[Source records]
## begin

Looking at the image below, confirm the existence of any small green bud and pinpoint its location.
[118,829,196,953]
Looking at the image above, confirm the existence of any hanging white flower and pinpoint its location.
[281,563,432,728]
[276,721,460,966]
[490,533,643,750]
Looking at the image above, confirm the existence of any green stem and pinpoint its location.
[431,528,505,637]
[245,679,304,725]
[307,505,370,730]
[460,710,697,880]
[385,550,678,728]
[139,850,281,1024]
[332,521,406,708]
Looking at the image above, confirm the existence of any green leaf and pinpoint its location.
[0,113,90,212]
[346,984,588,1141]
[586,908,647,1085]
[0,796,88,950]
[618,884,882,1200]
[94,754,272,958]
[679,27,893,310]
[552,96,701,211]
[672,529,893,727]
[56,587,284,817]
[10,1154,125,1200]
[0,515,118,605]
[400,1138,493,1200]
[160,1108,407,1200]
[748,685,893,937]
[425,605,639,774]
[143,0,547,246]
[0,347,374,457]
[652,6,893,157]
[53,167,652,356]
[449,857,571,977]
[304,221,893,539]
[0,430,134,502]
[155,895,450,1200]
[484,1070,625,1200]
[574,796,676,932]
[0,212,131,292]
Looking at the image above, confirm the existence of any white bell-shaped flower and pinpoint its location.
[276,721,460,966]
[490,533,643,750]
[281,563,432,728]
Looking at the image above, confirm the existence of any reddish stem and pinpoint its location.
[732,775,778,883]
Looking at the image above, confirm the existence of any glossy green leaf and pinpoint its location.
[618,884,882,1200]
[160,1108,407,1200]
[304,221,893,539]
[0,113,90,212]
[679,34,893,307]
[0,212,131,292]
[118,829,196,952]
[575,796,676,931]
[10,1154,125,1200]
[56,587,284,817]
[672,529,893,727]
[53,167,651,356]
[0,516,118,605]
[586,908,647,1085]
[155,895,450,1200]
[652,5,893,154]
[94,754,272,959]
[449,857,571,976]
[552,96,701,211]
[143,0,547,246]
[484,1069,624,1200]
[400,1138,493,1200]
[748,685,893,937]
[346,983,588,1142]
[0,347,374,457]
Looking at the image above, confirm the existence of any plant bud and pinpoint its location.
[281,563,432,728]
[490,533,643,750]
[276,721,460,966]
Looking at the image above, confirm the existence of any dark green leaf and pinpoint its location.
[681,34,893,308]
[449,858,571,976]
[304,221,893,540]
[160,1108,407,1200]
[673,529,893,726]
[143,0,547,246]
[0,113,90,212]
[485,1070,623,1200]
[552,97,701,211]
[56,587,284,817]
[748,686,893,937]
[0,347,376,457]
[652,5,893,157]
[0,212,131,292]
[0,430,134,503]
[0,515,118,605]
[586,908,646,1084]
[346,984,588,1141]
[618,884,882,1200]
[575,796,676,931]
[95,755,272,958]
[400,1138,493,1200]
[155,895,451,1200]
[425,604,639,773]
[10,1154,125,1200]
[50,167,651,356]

## end

◆ Required task:
Starting from the line with "Looking at the image above, confirm the existence of any plant" and ending with the final line of the data, quote every line exactly, both ends included.

◆ The reply:
Looking at the image above, confirm the existence of any plant bud and pinpoint its location.
[281,563,432,728]
[490,533,643,750]
[276,721,460,966]
Looking at the image above, confirm the existence of any dark green leaf and pinpoint its location.
[681,34,893,308]
[449,858,571,976]
[304,221,893,540]
[160,1108,407,1200]
[673,529,893,726]
[143,0,547,246]
[0,113,90,212]
[485,1070,623,1200]
[552,97,701,211]
[56,587,284,817]
[748,686,893,937]
[0,347,376,457]
[652,5,893,157]
[0,212,131,292]
[0,430,134,503]
[0,515,118,605]
[586,908,646,1084]
[346,984,588,1141]
[618,884,882,1200]
[575,796,676,931]
[95,755,272,958]
[400,1138,493,1200]
[155,895,451,1200]
[425,604,639,773]
[10,1154,125,1200]
[50,167,651,356]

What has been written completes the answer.